**EXERCISE REQUIREMENTS**
Among the entries below, find the lines that hold the word "person" and report them.

Stored dataset items:

--- --- ---

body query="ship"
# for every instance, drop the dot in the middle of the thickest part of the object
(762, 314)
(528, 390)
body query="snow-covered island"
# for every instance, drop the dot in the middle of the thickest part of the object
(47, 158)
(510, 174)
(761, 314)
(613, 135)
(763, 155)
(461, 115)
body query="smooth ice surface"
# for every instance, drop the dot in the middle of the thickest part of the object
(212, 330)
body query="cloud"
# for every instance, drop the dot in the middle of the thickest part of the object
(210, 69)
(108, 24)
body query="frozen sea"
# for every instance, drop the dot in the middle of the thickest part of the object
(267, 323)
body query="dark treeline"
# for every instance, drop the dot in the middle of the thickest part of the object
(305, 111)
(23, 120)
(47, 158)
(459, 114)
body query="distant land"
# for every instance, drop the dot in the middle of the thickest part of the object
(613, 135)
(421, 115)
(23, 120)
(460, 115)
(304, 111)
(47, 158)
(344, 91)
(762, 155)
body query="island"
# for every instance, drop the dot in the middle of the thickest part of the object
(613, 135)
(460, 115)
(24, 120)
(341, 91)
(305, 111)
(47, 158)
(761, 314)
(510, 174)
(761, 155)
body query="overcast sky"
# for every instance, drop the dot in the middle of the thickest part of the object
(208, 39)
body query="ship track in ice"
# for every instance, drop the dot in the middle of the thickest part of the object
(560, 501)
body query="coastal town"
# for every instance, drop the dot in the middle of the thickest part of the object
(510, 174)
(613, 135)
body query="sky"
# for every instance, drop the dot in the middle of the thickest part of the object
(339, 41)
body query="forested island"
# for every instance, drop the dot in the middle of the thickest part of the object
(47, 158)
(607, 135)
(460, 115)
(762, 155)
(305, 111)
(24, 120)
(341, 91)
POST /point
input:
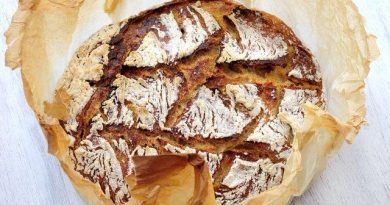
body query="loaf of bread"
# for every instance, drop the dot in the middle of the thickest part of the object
(204, 77)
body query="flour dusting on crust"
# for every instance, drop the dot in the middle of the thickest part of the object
(96, 159)
(86, 65)
(254, 44)
(154, 50)
(247, 178)
(272, 132)
(213, 160)
(213, 116)
(153, 97)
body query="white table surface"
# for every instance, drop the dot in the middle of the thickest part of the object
(359, 174)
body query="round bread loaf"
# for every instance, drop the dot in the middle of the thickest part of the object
(205, 77)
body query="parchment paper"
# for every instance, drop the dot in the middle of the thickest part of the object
(44, 34)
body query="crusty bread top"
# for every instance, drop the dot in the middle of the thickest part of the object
(206, 77)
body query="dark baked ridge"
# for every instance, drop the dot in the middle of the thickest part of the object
(210, 75)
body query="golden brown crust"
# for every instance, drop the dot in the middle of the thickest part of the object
(115, 123)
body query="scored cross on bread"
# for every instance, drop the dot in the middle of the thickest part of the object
(205, 77)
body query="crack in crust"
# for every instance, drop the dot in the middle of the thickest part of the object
(185, 78)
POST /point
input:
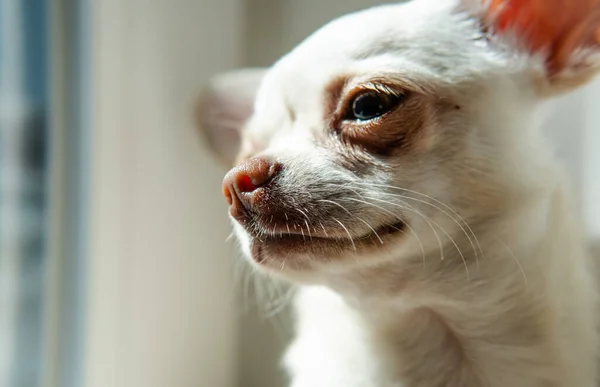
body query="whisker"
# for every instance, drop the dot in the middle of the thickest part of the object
(473, 240)
(395, 217)
(428, 220)
(347, 232)
(512, 254)
(353, 216)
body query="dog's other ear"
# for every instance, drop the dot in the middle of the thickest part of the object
(565, 33)
(224, 107)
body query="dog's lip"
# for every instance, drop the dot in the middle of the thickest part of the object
(308, 238)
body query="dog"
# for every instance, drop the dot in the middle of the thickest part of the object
(394, 167)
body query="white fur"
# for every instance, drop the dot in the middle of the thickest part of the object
(524, 312)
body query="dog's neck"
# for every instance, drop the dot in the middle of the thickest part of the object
(511, 289)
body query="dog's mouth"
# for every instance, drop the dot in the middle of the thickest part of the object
(271, 248)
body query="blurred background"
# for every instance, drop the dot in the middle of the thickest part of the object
(114, 265)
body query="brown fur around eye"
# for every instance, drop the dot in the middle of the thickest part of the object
(396, 132)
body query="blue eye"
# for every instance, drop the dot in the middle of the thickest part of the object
(370, 105)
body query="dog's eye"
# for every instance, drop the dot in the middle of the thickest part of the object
(370, 105)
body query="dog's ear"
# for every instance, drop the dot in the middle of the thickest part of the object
(565, 33)
(224, 107)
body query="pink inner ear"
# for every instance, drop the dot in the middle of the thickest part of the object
(556, 27)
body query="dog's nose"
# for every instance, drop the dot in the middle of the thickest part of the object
(242, 185)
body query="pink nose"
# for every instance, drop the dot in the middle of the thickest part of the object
(242, 186)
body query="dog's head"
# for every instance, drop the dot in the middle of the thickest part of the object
(388, 131)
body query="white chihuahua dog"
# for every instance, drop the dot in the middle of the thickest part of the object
(393, 166)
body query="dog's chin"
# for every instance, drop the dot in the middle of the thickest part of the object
(298, 256)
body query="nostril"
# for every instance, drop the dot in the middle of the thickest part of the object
(227, 194)
(241, 184)
(245, 184)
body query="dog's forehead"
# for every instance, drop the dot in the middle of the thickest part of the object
(424, 34)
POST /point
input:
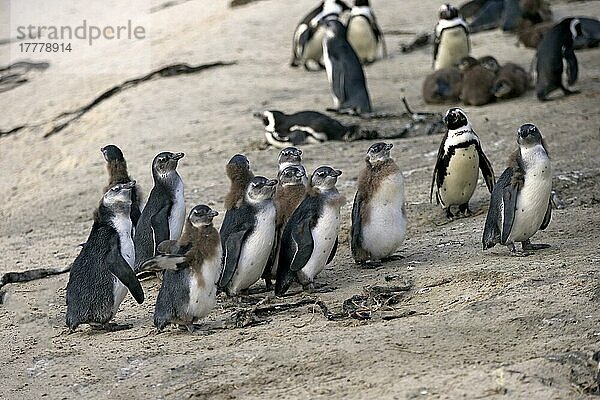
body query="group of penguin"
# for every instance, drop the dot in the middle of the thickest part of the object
(286, 229)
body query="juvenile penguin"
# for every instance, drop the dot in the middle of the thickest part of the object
(557, 44)
(309, 240)
(192, 267)
(378, 212)
(164, 214)
(451, 38)
(239, 174)
(364, 33)
(459, 160)
(247, 237)
(307, 47)
(344, 71)
(478, 83)
(443, 85)
(103, 271)
(303, 127)
(521, 201)
(117, 173)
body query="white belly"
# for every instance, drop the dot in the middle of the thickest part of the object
(461, 179)
(386, 226)
(324, 235)
(453, 47)
(255, 252)
(362, 39)
(532, 202)
(177, 215)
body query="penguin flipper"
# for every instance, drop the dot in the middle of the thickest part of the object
(486, 169)
(124, 273)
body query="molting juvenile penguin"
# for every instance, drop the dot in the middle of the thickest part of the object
(557, 44)
(451, 38)
(192, 267)
(307, 47)
(378, 213)
(459, 160)
(117, 173)
(364, 33)
(443, 85)
(344, 71)
(478, 83)
(239, 174)
(309, 239)
(303, 127)
(103, 271)
(521, 202)
(164, 214)
(247, 237)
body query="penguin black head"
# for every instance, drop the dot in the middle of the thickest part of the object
(202, 215)
(292, 175)
(112, 153)
(291, 155)
(324, 178)
(528, 135)
(166, 162)
(455, 118)
(260, 189)
(378, 153)
(448, 11)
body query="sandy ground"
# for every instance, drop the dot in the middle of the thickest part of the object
(476, 324)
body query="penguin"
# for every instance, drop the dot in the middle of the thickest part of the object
(557, 44)
(247, 236)
(102, 273)
(456, 169)
(117, 173)
(310, 237)
(521, 200)
(378, 213)
(307, 48)
(344, 71)
(239, 174)
(303, 127)
(478, 83)
(192, 266)
(511, 81)
(164, 214)
(364, 34)
(452, 41)
(443, 85)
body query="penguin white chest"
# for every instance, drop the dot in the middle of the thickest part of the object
(534, 197)
(324, 235)
(177, 214)
(255, 251)
(461, 177)
(385, 229)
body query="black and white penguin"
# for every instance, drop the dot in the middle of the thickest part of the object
(459, 160)
(378, 213)
(164, 214)
(451, 38)
(247, 237)
(364, 33)
(344, 71)
(117, 173)
(307, 47)
(310, 237)
(303, 127)
(521, 201)
(239, 174)
(556, 45)
(102, 273)
(192, 266)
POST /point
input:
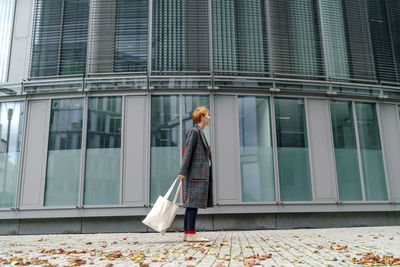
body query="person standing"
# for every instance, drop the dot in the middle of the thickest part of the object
(196, 174)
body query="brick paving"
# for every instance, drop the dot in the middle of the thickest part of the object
(298, 247)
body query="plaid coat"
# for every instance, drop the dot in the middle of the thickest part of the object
(197, 186)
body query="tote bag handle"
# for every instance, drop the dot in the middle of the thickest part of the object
(177, 190)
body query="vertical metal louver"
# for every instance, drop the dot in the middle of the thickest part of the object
(381, 41)
(296, 39)
(393, 7)
(6, 15)
(239, 36)
(361, 61)
(118, 36)
(59, 37)
(180, 36)
(334, 39)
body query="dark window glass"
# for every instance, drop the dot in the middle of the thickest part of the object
(60, 37)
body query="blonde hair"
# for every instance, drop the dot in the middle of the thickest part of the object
(198, 112)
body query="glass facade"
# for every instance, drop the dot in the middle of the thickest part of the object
(10, 133)
(6, 21)
(60, 37)
(165, 156)
(256, 150)
(103, 151)
(371, 152)
(346, 153)
(64, 152)
(292, 145)
(131, 36)
(240, 36)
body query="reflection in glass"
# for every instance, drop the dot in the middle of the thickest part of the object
(64, 154)
(256, 151)
(103, 151)
(165, 156)
(293, 163)
(371, 152)
(347, 167)
(10, 139)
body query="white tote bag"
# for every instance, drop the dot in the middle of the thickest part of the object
(163, 212)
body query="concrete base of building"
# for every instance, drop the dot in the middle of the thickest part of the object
(213, 222)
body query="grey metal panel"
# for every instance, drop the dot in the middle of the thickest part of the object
(135, 160)
(226, 159)
(34, 170)
(321, 148)
(390, 131)
(20, 46)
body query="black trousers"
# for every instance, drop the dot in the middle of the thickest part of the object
(189, 223)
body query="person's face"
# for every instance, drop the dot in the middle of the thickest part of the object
(205, 119)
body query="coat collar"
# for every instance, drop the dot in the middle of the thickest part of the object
(202, 136)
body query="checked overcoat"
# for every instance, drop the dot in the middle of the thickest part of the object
(196, 167)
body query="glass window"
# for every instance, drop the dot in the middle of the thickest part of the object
(256, 150)
(240, 36)
(10, 141)
(334, 38)
(295, 37)
(60, 37)
(371, 152)
(165, 156)
(131, 36)
(180, 35)
(64, 153)
(103, 151)
(347, 166)
(293, 162)
(6, 21)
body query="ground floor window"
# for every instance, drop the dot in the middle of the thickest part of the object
(358, 153)
(256, 149)
(292, 147)
(64, 152)
(10, 133)
(103, 151)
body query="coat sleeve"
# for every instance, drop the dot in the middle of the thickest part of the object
(190, 145)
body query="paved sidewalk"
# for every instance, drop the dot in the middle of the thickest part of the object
(300, 247)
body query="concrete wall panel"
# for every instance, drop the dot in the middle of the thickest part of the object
(321, 148)
(34, 167)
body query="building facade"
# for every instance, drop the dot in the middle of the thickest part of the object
(97, 95)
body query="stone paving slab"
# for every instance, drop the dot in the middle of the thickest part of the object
(298, 247)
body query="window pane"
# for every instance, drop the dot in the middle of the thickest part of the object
(256, 151)
(103, 151)
(240, 35)
(371, 152)
(293, 163)
(10, 131)
(131, 36)
(334, 38)
(74, 37)
(60, 37)
(295, 37)
(64, 155)
(6, 22)
(165, 156)
(347, 166)
(180, 35)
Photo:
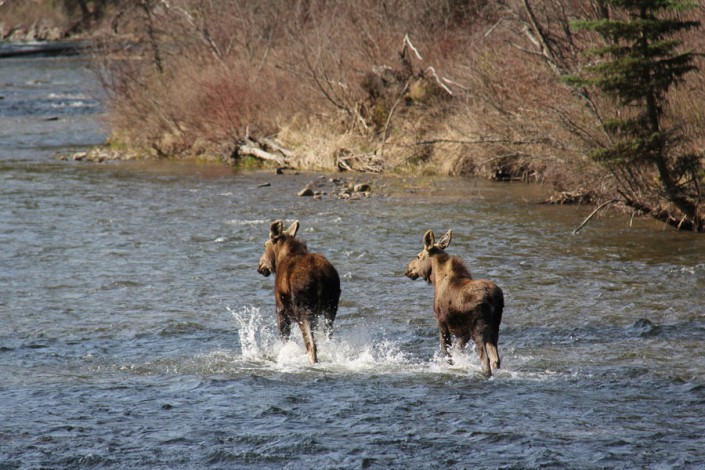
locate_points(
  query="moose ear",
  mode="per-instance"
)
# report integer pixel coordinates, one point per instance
(293, 228)
(428, 240)
(276, 229)
(445, 240)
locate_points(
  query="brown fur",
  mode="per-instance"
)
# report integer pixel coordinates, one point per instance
(463, 307)
(306, 285)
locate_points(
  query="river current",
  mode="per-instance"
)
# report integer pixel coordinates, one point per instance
(135, 331)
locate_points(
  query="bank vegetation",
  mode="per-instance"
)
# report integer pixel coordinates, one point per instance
(456, 87)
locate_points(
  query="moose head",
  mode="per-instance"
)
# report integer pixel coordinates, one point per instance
(272, 247)
(421, 266)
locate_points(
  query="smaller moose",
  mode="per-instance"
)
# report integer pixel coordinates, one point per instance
(463, 307)
(306, 285)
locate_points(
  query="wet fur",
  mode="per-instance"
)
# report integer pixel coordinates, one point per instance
(306, 286)
(463, 307)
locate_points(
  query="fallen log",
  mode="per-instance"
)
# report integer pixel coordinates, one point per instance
(249, 147)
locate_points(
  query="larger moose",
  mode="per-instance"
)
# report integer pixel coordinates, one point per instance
(462, 306)
(306, 285)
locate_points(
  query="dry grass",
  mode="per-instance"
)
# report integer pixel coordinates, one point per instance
(452, 87)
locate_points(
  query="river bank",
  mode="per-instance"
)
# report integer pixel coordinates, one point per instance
(138, 334)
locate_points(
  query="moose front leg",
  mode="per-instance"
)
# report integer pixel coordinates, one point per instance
(283, 323)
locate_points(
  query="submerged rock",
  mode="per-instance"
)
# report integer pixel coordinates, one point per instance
(307, 191)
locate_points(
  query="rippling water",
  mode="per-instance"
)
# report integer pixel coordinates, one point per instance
(136, 333)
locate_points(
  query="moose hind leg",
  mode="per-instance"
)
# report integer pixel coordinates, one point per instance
(284, 325)
(494, 355)
(309, 341)
(484, 358)
(446, 342)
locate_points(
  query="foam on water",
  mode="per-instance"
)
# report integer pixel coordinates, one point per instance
(355, 351)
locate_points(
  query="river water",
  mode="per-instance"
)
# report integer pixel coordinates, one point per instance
(135, 331)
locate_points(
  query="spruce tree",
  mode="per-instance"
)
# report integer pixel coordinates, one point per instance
(641, 62)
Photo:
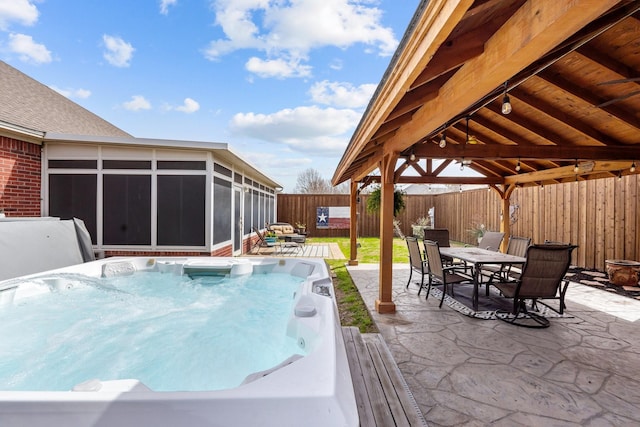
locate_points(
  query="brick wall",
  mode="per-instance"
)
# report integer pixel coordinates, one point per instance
(20, 177)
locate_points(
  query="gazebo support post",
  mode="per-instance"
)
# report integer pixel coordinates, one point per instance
(353, 224)
(384, 304)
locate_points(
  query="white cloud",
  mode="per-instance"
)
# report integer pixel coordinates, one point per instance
(21, 11)
(28, 50)
(341, 94)
(279, 68)
(189, 106)
(137, 103)
(73, 93)
(306, 129)
(164, 5)
(293, 29)
(119, 52)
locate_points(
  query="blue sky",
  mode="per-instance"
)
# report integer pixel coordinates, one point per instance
(283, 82)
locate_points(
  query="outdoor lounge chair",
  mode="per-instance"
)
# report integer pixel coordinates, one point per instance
(285, 231)
(416, 262)
(450, 275)
(278, 245)
(542, 277)
(262, 241)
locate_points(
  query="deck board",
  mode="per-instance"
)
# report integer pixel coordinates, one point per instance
(382, 395)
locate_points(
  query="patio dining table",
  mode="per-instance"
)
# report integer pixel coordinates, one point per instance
(479, 257)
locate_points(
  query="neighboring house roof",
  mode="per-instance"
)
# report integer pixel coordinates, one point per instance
(27, 103)
(37, 113)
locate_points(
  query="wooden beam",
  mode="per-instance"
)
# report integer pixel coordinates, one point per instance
(584, 168)
(527, 152)
(535, 29)
(455, 180)
(431, 29)
(589, 98)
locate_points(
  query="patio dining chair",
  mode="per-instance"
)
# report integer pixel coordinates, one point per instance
(518, 247)
(449, 275)
(441, 236)
(416, 262)
(491, 240)
(542, 278)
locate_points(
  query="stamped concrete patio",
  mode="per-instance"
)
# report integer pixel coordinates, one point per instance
(584, 370)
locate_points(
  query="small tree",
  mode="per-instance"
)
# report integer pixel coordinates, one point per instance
(310, 181)
(375, 197)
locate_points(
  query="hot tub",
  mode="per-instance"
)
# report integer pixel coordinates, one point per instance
(312, 388)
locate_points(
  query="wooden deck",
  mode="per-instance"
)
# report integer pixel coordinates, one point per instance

--- --- ---

**RESPONSE TO THIS EXERCISE**
body query="person standing"
body query="person's face"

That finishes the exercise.